• **EXERCISE DETAILS**:
Exactly and only the lines from the one with "of the green" through the end of the listing are to be transcribed, both ends included.

[Rows from a pointing dataset]
* * * * * * * * *

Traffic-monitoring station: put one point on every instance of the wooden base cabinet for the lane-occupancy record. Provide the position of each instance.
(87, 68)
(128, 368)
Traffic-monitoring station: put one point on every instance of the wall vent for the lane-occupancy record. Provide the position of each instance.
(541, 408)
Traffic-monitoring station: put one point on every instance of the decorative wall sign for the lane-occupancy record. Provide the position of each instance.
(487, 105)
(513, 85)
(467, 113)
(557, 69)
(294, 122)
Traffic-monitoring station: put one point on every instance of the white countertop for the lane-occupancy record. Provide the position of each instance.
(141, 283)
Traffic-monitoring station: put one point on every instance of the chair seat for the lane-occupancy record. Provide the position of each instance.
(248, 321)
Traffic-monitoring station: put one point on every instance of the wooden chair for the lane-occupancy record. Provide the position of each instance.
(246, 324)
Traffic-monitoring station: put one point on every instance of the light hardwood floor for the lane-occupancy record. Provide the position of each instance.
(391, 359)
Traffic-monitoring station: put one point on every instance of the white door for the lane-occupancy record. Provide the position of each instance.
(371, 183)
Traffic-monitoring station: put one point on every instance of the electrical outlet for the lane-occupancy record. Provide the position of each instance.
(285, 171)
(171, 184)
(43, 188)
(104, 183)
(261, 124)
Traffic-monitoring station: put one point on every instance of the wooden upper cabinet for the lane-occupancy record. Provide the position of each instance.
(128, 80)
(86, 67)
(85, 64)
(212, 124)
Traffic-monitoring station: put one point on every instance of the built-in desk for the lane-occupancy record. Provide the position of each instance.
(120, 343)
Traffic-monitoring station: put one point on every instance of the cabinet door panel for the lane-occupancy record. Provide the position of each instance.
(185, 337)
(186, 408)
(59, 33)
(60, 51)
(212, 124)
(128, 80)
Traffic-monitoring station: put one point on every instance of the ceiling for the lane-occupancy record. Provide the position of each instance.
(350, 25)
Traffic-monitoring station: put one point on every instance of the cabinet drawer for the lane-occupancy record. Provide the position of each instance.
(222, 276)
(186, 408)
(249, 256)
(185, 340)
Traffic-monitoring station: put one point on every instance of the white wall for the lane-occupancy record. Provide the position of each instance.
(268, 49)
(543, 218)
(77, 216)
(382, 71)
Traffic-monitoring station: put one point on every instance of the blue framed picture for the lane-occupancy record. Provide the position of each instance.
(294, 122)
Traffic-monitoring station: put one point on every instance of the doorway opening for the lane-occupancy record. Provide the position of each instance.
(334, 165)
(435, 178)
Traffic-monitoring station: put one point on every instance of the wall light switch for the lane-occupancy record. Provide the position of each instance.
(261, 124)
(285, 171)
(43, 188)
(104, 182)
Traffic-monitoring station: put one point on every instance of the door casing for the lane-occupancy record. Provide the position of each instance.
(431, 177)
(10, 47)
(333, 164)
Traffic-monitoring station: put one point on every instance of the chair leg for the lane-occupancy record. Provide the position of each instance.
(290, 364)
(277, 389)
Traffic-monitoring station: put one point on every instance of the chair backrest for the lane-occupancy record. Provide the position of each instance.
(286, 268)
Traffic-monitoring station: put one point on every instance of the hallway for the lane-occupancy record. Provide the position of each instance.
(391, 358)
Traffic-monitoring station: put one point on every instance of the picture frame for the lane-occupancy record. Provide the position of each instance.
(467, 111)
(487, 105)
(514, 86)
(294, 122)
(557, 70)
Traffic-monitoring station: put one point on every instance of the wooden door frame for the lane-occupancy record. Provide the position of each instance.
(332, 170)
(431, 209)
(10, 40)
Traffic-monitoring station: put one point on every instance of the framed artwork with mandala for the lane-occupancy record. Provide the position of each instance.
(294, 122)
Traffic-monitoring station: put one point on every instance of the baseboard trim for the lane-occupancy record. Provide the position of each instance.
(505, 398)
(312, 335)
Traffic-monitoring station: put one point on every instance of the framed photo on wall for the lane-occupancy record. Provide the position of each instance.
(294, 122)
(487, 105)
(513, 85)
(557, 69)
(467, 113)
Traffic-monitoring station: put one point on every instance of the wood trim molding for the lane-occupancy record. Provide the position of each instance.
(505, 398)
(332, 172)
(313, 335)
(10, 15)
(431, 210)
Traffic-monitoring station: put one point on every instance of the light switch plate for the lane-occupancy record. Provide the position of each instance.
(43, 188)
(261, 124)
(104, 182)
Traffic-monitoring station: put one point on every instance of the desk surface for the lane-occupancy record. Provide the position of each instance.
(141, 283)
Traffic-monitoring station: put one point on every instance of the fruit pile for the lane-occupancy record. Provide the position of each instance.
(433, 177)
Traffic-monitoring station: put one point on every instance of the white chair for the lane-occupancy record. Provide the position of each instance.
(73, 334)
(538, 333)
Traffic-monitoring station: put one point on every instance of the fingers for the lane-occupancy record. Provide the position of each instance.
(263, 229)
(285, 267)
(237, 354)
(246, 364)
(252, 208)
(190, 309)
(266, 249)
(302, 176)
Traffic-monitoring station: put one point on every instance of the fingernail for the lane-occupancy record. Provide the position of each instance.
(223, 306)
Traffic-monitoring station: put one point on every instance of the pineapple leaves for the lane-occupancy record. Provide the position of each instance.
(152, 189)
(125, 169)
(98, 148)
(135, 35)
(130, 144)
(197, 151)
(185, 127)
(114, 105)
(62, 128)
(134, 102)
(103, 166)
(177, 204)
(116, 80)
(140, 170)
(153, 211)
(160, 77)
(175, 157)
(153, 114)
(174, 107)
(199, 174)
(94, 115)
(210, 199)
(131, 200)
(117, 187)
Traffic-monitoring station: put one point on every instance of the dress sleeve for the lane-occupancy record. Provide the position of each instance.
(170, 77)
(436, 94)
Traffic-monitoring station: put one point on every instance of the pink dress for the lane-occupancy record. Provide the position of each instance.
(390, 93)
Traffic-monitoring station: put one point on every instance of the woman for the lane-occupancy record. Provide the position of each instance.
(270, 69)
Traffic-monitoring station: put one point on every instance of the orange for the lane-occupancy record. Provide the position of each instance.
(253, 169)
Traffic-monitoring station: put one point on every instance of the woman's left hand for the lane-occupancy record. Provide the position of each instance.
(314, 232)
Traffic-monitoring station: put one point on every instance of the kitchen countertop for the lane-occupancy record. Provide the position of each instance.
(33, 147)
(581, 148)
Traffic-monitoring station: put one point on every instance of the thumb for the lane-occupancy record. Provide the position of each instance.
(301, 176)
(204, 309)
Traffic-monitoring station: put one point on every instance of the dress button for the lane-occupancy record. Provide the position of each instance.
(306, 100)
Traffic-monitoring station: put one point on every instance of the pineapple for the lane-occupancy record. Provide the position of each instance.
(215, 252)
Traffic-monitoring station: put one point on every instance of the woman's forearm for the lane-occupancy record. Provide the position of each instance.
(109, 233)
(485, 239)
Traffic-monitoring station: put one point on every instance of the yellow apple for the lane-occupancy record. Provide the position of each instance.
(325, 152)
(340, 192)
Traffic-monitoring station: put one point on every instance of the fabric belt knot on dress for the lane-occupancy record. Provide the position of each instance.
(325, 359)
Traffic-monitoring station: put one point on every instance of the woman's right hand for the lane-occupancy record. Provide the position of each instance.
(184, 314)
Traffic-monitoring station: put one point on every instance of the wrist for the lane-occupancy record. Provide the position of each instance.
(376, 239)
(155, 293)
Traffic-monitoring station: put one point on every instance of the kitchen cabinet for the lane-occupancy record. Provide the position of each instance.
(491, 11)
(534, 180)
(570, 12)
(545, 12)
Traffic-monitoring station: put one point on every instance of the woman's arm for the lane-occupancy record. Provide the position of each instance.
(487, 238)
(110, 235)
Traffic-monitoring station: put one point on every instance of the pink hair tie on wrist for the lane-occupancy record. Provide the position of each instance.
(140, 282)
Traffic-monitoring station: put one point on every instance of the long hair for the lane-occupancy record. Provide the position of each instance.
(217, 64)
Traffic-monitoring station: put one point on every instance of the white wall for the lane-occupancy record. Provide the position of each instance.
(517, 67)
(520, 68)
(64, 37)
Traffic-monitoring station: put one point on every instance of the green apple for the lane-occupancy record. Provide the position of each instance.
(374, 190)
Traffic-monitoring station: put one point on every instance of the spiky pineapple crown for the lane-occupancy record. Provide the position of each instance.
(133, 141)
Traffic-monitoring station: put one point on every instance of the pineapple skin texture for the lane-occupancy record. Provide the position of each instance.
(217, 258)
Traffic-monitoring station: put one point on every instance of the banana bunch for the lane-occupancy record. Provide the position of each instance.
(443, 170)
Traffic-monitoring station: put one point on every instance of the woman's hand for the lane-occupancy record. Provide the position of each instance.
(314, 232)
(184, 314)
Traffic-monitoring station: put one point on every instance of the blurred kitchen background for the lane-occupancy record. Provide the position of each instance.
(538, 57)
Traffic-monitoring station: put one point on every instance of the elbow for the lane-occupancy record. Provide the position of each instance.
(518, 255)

* * * * * * * * *

• **RESULT BELOW**:
Traffic-monitoring station: put one point on every instance of the green apple for the lane-occupancy record. Provide the position of each instance.
(374, 190)
Traffic-monitoring station: put one point on every instance of the spiky pineapple crown for the lane-occupancy record. Provide the position of each instance.
(133, 141)
Traffic-monitoring station: put one point on every instance of the pineapple skin texture for the lane-occupancy record. Provide the position of each instance.
(217, 258)
Traffic-monitoring station: put one point on every instance of the banana bunch for the lane-occupancy record. Provide the position of each instance.
(443, 170)
Traffic-monitoring station: put one point on every instance of the woman's hand for the lane-occupancy record. Provide the position of each instance.
(314, 232)
(184, 314)
Traffic-monitoring station: put one point on every instance of the blurred kitchen background for the lane-occupancy record. Provide the position of each instance.
(538, 57)
Traffic-monitoring station: put one point on every instance of the elbow for the lane-occupancy record. Provide the position of each instance.
(518, 255)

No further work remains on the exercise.